Work task: Every line of the material below, from the top through the line with "negative clicks: (323, 120) (483, 231)", should be reproduced exactly.

*** Source material

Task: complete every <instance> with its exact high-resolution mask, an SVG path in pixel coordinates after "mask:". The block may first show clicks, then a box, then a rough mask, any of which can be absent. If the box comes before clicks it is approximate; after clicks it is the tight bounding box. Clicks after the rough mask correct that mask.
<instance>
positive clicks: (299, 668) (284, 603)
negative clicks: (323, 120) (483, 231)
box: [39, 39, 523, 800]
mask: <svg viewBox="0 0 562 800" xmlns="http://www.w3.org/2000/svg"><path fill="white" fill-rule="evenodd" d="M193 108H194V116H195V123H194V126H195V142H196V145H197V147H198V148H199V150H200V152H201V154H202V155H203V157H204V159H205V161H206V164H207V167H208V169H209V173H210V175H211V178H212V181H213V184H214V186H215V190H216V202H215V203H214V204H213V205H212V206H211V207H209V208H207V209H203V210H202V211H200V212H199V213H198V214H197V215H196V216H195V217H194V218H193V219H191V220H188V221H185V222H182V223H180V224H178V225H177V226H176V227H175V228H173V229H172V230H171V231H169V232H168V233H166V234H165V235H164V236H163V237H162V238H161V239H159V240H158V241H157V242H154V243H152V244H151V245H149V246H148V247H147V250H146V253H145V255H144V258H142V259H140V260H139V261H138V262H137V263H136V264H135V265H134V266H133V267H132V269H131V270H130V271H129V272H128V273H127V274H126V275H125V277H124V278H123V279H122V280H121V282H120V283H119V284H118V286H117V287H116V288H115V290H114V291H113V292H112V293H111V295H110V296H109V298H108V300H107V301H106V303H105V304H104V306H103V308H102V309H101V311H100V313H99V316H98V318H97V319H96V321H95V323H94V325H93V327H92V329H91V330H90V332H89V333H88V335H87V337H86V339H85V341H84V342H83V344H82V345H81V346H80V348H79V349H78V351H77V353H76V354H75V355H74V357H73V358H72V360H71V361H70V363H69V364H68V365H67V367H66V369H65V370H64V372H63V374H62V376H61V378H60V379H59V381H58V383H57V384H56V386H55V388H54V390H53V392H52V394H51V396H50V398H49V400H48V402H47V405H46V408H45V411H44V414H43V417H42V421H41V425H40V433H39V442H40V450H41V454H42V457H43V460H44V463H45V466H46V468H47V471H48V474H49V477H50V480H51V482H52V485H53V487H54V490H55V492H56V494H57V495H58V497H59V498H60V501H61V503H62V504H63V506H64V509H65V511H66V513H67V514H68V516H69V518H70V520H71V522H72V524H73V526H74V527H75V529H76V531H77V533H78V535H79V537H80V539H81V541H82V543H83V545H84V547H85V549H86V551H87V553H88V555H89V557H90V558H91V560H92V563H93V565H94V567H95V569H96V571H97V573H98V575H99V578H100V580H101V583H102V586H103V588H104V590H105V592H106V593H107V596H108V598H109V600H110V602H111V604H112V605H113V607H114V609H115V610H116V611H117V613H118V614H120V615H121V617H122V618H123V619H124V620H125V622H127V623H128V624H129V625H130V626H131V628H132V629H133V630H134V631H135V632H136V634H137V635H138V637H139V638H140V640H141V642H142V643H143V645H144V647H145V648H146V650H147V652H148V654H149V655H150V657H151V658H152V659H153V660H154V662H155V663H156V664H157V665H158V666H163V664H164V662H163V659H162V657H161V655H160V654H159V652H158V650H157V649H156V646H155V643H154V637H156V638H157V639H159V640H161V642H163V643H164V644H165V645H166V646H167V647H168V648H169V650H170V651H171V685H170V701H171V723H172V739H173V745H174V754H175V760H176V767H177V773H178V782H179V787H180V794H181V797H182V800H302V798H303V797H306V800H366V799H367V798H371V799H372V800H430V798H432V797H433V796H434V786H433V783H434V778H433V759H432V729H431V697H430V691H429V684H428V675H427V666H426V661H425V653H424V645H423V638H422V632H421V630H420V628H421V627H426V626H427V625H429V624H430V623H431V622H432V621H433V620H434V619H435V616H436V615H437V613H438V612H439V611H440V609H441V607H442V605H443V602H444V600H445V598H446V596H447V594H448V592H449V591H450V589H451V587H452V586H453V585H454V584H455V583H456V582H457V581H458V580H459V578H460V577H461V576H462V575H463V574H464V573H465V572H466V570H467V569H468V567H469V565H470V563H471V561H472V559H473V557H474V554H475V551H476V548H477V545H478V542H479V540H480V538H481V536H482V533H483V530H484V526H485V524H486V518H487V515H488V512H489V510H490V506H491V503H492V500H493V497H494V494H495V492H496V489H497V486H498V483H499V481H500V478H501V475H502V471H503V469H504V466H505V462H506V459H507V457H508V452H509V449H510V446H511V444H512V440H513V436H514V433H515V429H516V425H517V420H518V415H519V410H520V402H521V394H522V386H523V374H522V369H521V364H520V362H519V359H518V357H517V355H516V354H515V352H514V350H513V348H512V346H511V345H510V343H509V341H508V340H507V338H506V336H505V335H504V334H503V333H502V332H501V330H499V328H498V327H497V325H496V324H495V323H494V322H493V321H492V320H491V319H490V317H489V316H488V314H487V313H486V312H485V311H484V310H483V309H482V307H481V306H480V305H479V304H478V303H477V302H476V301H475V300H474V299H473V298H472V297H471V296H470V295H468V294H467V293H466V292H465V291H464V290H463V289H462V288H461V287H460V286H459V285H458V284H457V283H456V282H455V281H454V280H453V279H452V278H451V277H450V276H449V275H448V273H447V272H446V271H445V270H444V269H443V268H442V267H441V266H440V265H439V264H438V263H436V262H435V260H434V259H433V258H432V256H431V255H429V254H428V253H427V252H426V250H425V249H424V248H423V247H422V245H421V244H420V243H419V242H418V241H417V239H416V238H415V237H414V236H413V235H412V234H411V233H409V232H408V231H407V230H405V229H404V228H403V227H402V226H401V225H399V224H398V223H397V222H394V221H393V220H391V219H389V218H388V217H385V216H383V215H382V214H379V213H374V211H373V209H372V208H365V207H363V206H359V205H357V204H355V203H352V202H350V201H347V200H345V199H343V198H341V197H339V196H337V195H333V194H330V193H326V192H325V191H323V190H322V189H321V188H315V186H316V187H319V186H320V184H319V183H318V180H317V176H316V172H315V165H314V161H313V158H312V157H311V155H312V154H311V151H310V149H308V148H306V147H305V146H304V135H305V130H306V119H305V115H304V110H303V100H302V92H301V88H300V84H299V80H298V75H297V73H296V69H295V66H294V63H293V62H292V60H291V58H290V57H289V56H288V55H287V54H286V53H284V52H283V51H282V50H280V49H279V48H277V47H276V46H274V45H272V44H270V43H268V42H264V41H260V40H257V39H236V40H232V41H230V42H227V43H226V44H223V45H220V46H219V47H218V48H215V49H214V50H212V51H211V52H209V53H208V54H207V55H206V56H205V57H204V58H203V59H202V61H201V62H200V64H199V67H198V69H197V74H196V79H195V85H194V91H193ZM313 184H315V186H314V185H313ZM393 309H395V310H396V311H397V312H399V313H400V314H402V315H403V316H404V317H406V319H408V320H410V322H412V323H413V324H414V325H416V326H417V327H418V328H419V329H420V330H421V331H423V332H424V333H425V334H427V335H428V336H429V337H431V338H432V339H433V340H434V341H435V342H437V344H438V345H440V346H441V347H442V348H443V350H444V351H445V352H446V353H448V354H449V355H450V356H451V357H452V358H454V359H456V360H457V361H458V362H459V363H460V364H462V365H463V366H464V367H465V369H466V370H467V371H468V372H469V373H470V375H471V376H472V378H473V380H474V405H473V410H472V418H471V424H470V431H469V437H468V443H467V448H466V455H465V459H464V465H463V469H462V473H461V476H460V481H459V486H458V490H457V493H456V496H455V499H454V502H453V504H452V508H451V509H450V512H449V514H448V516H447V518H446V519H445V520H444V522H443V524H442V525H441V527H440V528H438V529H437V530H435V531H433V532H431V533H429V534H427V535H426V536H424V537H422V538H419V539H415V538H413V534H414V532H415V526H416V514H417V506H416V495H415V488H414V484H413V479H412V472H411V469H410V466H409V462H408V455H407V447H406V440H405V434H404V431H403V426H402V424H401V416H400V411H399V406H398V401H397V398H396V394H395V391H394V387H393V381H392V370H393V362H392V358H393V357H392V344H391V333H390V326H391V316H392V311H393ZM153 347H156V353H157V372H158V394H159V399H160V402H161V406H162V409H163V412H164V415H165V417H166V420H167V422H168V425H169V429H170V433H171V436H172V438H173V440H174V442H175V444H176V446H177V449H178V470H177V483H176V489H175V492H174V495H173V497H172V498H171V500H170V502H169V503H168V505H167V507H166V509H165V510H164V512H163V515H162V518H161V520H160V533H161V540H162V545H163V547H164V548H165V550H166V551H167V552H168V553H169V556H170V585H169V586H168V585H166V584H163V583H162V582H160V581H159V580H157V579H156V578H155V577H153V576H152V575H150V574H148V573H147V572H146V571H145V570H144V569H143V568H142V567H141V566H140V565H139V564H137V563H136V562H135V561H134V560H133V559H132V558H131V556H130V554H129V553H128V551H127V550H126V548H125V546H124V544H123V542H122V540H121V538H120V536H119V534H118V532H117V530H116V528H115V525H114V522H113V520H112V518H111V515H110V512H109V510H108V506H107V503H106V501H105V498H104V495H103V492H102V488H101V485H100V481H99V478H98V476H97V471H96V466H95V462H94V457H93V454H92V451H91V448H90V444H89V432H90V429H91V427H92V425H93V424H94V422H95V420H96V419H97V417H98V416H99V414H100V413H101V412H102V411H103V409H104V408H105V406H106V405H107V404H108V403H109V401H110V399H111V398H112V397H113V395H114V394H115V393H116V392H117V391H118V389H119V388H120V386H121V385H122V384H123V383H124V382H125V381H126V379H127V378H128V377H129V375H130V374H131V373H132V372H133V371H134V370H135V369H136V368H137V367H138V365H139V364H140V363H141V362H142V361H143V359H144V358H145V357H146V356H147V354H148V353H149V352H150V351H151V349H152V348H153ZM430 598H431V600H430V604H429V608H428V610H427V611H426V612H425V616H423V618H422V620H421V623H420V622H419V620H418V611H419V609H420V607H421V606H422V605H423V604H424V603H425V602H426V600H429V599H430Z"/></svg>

******

Task solution:
Task: complete every <instance> with its exact high-resolution mask, an SVG path in pixel coordinates after "mask:". The block may first show clicks, then a box, then a rough mask, any of which can be absent. If the box comes before clicks it is approximate; after clicks it is the tight bounding box. Clicks after the rough mask correct that mask.
<instance>
positive clicks: (299, 668) (284, 603)
negative clicks: (323, 120) (483, 231)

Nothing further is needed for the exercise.